WHAT THIS TASK INVOLVES:
Render the material below as a two-column CSV with the headers "request" and "answer", one row per request. Put each request's text and its answer in a single quoted field, replacing line breaks with spaces.
* Start *
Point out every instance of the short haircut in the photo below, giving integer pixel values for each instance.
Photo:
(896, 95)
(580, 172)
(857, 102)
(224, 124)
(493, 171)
* End *
EXERCISE SOLUTION:
request,answer
"Point out every instance of the short haircut in the photo below, giving integer pixel values for each instance. Photo:","(896, 95) (580, 172) (857, 102) (224, 124) (493, 171)"